## SUPPLIED PASSAGE
· · · ·
You see, my story is more than the story of a lynching. It is more than the story of how, with God’s guidance, I made a commitment to rip the covers off Mississippi, USA-revealing to the world the horrible face of race hatred. It is more than the story of how I took the privacy of my own grief and turned it into a public issue, a political issue, one which set in motion the dynamic force that led ultimately to a generation of social and legal progress for this country.

My story is more than all of that. It is the story of how I was able to pull myself back from the brink of desolation and turn my life around by digging deep within my soul to pull hope from despair, joy from anguish, forgiveness from anger, love from hate. I want people to know about all of that and how they might gain some useful understanding for their own lives from my experience.
· · · ·
Items from a labeling collection:

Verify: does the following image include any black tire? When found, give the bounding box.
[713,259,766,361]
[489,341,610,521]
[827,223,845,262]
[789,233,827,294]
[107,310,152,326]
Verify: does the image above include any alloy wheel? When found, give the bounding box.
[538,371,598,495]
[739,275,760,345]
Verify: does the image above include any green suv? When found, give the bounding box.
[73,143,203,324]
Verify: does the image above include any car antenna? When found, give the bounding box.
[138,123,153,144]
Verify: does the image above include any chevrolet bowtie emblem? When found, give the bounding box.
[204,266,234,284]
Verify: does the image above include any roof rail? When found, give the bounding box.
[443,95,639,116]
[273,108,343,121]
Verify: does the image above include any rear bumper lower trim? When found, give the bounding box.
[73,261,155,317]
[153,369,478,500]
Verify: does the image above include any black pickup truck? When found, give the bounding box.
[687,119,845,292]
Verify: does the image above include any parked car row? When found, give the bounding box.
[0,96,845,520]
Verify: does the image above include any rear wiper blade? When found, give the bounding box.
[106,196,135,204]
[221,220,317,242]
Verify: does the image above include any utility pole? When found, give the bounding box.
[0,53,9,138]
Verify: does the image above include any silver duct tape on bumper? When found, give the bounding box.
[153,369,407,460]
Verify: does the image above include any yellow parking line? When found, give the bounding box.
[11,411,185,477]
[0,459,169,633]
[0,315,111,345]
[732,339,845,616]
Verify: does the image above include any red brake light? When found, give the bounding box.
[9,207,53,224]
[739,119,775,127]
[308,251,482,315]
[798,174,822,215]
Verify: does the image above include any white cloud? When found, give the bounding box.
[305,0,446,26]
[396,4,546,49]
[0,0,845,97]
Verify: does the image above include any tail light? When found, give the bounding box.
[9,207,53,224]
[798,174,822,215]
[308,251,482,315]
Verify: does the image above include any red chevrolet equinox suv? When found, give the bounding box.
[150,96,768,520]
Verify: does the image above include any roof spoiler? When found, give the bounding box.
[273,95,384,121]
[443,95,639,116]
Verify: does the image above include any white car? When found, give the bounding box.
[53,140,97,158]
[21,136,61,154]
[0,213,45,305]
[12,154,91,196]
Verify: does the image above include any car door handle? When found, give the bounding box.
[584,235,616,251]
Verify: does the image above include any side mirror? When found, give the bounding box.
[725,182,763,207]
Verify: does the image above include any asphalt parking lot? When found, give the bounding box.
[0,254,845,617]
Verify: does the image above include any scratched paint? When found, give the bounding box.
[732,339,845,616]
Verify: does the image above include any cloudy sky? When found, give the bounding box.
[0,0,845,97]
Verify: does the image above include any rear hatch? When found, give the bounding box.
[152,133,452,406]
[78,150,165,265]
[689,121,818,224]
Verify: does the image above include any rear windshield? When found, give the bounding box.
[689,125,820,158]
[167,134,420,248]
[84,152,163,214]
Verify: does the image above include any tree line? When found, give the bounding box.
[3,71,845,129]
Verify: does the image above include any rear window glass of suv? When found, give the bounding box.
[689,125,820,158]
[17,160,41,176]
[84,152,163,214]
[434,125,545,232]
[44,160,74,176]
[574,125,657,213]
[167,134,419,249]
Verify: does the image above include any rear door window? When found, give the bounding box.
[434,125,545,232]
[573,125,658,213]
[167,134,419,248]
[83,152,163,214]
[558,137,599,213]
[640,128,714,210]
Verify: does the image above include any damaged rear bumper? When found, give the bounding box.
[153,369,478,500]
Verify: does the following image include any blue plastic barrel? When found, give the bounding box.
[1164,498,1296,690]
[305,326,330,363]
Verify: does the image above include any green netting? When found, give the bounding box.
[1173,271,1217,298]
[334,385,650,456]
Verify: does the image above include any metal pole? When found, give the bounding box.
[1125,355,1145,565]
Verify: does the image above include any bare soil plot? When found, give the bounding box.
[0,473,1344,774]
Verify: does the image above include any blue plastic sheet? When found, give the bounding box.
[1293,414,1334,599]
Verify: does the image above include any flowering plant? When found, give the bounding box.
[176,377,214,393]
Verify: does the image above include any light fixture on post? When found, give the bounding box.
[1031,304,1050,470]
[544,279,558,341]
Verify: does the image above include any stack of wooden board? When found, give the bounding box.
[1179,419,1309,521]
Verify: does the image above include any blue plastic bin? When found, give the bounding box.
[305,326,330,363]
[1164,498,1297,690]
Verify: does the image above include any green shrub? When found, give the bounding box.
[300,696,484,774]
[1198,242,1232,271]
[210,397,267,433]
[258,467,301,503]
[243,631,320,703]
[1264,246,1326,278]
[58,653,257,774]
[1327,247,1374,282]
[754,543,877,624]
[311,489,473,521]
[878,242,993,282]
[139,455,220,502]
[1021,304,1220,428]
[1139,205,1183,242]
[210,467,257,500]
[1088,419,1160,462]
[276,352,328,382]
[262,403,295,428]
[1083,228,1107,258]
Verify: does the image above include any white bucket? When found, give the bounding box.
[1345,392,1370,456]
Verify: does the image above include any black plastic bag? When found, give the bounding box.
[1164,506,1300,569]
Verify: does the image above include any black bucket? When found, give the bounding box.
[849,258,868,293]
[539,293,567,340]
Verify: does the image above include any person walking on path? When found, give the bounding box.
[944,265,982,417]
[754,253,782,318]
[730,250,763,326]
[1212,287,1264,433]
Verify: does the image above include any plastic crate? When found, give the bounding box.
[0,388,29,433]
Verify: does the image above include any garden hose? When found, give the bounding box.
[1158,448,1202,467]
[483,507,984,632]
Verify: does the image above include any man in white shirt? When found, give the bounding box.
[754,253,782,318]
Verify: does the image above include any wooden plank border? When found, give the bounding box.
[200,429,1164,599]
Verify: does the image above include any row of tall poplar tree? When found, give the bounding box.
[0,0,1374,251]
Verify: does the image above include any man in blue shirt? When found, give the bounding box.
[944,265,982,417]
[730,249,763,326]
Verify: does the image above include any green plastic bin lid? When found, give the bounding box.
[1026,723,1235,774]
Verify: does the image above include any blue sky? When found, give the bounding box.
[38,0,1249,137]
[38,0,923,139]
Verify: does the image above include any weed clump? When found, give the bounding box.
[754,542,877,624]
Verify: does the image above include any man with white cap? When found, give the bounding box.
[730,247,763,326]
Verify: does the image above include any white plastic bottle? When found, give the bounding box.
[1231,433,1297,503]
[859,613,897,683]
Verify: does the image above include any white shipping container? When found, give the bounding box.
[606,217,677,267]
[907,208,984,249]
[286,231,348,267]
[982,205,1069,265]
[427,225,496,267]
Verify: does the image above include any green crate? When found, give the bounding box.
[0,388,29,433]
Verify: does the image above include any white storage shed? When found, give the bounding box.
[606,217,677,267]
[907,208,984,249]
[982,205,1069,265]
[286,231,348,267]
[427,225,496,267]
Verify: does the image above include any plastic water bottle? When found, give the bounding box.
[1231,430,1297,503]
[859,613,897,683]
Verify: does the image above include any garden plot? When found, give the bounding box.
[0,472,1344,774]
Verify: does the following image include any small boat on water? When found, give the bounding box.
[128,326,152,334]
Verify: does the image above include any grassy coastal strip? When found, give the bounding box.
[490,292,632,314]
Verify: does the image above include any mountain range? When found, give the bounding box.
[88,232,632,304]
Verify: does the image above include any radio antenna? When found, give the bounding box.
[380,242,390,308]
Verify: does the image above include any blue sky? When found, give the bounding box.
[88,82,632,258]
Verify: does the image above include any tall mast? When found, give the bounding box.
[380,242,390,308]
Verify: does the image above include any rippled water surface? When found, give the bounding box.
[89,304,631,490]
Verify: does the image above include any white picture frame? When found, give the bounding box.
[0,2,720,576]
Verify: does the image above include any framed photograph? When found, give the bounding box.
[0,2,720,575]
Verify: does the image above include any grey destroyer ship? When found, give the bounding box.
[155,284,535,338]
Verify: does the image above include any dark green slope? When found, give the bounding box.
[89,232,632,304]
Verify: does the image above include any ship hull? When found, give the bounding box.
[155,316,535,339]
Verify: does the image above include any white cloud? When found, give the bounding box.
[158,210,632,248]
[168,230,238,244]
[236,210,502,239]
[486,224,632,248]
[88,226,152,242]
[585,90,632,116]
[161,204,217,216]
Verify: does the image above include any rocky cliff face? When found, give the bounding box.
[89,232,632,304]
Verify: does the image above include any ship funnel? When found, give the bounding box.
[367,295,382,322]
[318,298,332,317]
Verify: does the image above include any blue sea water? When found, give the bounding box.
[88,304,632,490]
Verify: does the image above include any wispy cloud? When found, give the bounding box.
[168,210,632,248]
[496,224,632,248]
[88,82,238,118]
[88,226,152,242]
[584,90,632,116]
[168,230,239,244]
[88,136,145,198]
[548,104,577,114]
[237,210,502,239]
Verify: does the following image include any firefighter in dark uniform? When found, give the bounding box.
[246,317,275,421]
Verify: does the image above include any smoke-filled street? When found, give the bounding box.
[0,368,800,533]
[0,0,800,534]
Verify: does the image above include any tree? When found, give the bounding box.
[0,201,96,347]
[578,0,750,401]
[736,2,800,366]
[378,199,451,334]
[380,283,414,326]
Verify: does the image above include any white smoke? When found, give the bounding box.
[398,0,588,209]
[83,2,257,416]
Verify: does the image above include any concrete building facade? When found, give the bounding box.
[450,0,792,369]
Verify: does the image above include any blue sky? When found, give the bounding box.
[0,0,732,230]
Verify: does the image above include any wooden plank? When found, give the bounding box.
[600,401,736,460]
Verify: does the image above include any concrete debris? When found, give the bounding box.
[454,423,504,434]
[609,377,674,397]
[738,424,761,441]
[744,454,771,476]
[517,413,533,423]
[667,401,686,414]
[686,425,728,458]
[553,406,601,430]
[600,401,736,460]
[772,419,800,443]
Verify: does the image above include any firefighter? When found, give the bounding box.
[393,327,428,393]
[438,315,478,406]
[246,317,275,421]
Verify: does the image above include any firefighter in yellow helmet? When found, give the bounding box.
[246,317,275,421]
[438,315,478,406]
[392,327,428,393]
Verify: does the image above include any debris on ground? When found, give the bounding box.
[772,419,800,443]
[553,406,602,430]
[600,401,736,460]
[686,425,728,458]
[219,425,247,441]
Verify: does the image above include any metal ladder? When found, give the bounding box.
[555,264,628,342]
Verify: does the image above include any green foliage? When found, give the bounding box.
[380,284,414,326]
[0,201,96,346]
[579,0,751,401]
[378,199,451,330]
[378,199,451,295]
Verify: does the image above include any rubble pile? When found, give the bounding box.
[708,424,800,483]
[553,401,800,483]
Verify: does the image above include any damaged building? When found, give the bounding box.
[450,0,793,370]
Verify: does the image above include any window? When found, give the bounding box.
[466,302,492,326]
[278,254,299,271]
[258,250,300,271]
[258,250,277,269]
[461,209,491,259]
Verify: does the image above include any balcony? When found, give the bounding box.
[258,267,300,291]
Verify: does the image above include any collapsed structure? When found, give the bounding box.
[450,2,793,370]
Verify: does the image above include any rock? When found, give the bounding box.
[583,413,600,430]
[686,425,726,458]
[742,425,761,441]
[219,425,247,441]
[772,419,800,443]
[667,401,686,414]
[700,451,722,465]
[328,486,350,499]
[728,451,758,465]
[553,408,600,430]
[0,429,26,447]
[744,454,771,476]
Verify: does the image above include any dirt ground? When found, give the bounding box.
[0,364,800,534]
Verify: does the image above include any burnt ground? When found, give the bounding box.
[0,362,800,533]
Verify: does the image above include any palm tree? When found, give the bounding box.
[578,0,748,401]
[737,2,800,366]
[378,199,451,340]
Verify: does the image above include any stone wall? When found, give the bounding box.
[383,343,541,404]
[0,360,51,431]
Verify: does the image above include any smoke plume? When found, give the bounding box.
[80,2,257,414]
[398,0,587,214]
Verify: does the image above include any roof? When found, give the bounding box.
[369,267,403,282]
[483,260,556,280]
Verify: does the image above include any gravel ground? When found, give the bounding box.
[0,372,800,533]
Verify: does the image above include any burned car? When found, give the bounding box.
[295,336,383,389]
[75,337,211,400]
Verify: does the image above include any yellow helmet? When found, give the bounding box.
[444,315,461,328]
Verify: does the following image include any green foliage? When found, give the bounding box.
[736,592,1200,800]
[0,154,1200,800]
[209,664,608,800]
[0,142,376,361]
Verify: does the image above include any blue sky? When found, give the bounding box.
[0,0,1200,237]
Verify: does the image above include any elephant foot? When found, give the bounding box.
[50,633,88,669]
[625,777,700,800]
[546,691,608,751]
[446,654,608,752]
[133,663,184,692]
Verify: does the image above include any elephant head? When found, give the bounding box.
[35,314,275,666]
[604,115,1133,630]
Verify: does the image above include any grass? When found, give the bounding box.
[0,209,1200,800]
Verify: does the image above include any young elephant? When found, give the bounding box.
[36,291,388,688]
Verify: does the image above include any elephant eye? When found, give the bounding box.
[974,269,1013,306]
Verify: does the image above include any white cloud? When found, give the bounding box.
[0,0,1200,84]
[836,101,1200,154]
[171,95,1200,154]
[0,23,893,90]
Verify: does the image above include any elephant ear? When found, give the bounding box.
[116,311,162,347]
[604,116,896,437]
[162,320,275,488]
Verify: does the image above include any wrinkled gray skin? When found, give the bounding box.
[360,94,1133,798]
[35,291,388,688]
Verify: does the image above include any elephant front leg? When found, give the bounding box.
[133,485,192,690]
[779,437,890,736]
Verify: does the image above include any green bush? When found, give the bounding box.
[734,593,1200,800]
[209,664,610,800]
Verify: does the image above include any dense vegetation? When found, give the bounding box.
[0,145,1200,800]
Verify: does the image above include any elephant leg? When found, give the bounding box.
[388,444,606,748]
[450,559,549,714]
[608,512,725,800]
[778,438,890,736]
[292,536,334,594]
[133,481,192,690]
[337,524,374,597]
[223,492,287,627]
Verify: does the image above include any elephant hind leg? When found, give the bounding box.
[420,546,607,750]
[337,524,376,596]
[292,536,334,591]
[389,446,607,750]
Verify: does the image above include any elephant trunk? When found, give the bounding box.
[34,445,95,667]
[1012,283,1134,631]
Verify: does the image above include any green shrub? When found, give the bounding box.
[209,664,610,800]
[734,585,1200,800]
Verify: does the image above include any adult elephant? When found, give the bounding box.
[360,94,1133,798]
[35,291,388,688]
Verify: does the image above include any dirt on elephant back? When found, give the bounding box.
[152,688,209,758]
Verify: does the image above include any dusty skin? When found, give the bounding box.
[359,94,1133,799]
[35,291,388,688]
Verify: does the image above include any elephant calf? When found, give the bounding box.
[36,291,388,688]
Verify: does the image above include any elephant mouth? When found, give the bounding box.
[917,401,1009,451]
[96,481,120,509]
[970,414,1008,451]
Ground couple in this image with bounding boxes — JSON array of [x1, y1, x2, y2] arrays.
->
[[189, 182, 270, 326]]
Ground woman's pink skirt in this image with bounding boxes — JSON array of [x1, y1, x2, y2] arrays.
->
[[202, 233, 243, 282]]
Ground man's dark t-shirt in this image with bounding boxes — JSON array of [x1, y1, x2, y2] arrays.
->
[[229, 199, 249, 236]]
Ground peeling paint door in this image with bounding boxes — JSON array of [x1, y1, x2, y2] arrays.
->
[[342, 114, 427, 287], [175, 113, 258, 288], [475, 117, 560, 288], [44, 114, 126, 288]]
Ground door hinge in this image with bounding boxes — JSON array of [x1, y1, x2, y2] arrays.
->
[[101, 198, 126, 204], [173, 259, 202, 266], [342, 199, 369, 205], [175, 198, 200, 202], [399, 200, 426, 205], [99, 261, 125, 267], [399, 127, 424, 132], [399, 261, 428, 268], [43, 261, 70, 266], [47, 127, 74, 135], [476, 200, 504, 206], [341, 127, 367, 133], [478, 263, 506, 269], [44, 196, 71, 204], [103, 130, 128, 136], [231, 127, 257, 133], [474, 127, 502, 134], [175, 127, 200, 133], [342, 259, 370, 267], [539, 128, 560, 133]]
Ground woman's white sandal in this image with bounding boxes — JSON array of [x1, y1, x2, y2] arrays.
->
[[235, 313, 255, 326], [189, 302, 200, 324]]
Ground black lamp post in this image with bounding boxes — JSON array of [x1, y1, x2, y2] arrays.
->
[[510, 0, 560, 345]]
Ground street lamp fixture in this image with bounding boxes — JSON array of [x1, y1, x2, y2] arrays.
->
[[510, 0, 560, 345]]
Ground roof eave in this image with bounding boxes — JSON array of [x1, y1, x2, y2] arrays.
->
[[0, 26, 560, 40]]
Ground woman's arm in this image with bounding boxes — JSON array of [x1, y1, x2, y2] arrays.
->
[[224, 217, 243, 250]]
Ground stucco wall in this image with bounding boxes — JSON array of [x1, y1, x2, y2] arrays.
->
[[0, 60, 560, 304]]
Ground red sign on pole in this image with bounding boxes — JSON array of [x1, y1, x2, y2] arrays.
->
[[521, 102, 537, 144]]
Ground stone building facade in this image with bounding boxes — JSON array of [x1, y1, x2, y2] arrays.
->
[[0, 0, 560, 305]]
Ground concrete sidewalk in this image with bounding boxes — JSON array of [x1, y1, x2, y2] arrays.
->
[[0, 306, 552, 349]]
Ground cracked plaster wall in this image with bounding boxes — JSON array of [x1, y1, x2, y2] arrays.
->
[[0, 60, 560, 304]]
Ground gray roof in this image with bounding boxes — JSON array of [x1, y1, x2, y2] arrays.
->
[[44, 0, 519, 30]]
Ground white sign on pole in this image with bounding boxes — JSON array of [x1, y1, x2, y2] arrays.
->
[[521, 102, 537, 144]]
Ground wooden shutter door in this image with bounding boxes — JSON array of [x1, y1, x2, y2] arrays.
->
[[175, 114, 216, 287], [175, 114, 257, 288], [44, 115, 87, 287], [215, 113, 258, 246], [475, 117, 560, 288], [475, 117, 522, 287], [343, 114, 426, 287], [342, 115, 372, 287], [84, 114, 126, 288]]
· · · ·
## TO-DO LIST
(a) In the records, rewrite the lines from the one with "Verify: does the image above include any metal ladder?" to the one with "[450,0,793,370]", both included, as a numbered list without blank lines.
(b) Extend the passage about the lynching from its last sentence.
The passage and the records have no connection to each other.

## RESULTS FOR EACH TASK
(a)
1. Verify: does the image above include any metal ladder? When found, give the bounding box.
2. [555,264,628,342]
3. Verify: does the image above include any green foliage? When found, give the bounding box.
4. [380,284,414,326]
5. [0,201,96,346]
6. [579,0,751,401]
7. [378,199,451,330]
8. [378,199,451,295]
9. Verify: does the image above include any rubble pile? When found, give the bounding box.
10. [708,424,800,483]
11. [553,401,800,483]
12. Verify: does the image above include any damaged building? When found, give the bounding box.
13. [450,0,793,370]

(b)
I didn’t see right away, but there was an important mission for me, to shape so many other young minds as a teacher, a messenger, an active church member. God told me, “I took away one child, but I will give you thousands.” He has. And I have been grateful for that blessing.  Death of Innocence by Mamie Elizabeth Till-Mobley

Let us pray now for our ancestors. Blessings for those that were honored in their generation and in our memories and prayers for those for those who perished as though they had not existed. Blessings for those that brought us light, and prayers for those that brought us darkness.  At Saint John’s we value courage. Holy one give us courage and wisdom to both praise and to forgive our ancestors, following where the spirit leads us towards justice, healing and transformation.

Great God of bounty and provider in lean times, protector from evil and hope of new light and life, we thank you for all those who before us have believed in the Jesus and walked in His ways. We praise you that with them we are part of the fellowship of all saints, past and present.  Teach us to follow their examples of faithfulness and service, and to trust You through all the dark, cold days to bring us through to light and new life. In the name of the One who transforms all life, Jesus, Amen.  (Prayer from Iona community)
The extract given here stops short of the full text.